What is expected
Scan the entries for "ceiling". Every line that holds it is to be copied.

Material for this task

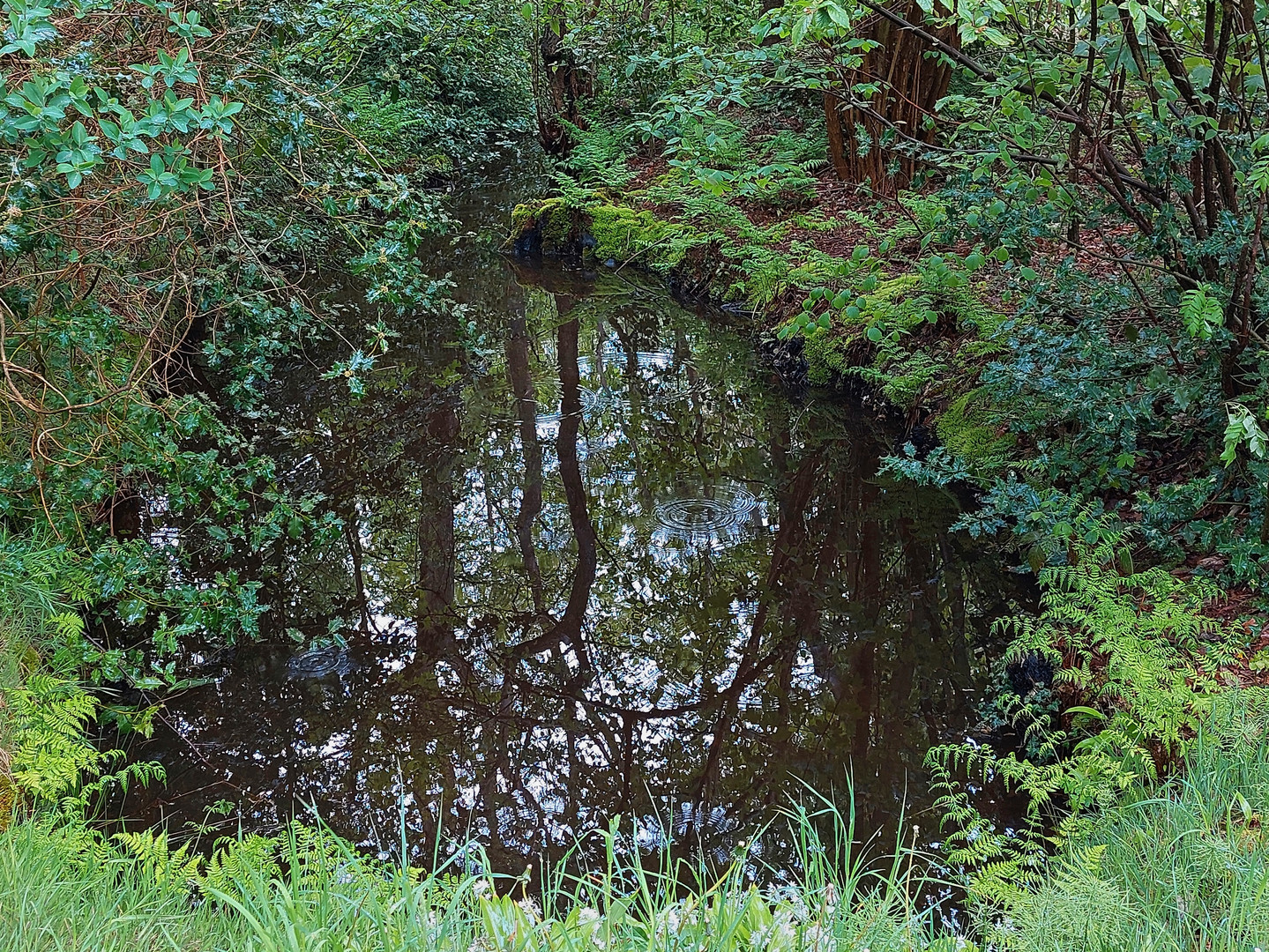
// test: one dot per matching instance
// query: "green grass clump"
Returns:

==

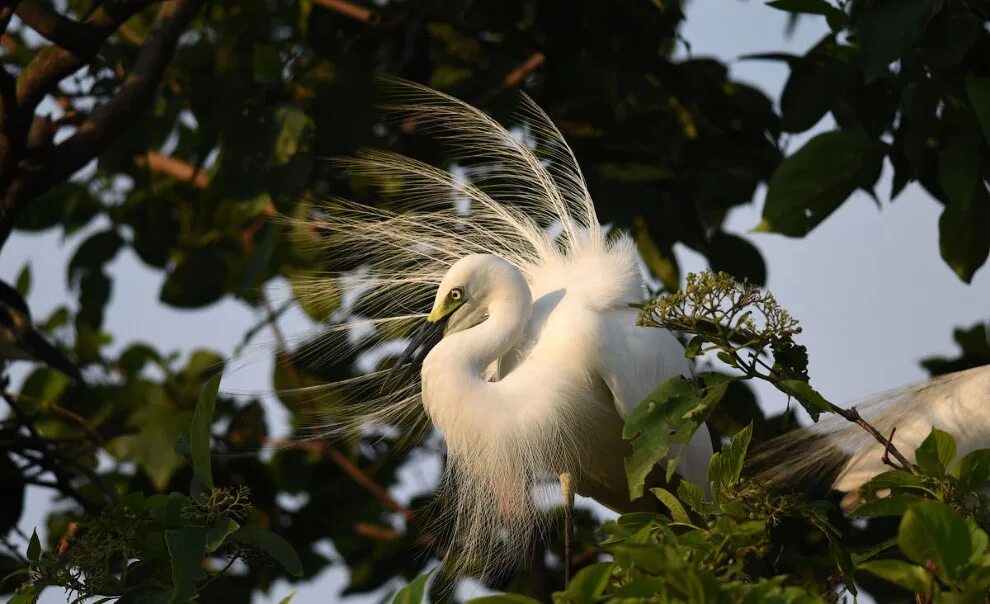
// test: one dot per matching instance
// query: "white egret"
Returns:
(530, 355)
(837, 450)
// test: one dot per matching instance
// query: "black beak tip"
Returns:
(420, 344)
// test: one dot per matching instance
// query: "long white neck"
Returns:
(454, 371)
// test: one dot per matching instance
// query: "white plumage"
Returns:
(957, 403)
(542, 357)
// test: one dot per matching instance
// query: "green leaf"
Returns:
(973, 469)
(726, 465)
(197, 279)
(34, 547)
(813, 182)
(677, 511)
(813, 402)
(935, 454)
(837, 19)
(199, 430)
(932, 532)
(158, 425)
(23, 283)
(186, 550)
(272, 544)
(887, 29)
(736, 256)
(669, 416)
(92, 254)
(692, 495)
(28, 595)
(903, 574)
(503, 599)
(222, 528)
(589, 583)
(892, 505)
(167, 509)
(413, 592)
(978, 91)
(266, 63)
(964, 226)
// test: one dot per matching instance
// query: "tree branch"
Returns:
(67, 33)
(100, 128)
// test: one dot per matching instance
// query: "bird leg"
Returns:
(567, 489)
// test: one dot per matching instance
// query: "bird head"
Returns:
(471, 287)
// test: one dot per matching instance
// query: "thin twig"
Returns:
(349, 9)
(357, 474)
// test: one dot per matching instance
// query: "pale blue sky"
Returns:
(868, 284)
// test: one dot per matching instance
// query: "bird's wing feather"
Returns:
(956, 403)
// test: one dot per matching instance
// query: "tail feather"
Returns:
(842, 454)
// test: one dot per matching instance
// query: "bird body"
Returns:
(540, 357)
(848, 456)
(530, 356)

==

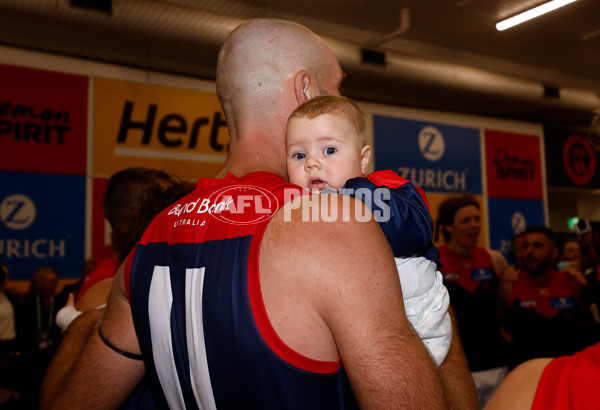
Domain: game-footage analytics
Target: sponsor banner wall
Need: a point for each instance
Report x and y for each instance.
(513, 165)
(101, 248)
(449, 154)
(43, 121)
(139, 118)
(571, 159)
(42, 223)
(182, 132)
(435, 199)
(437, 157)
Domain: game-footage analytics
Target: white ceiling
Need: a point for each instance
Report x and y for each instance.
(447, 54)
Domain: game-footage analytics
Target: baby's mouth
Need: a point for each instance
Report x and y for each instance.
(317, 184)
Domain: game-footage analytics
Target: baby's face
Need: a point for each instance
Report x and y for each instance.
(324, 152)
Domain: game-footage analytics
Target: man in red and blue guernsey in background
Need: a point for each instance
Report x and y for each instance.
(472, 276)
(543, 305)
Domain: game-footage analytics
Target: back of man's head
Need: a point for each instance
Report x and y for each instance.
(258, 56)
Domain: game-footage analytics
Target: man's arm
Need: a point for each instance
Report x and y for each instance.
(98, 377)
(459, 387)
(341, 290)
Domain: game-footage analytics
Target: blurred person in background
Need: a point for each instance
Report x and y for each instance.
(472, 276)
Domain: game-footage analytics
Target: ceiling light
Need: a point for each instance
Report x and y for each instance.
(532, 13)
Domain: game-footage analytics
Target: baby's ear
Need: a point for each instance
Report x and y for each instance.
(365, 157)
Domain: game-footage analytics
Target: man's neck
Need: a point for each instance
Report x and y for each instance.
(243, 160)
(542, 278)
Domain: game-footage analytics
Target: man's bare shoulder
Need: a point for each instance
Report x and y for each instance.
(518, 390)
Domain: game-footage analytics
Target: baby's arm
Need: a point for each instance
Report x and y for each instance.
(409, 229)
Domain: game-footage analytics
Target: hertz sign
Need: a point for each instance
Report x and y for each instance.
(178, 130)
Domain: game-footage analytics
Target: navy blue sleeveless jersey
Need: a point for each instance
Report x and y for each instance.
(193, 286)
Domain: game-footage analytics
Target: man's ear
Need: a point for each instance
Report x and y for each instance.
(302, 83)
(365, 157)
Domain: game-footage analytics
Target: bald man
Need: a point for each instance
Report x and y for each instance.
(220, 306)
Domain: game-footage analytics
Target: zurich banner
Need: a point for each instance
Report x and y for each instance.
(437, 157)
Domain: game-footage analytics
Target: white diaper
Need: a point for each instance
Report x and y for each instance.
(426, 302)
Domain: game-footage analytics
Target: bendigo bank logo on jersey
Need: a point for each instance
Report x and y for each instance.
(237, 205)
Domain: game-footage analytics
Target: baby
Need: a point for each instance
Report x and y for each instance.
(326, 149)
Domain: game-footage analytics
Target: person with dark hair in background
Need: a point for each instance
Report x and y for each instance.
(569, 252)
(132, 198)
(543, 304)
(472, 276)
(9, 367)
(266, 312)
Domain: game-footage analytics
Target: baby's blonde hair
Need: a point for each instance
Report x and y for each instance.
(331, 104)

Answer below
Target: white ceiling
Target: ceiling light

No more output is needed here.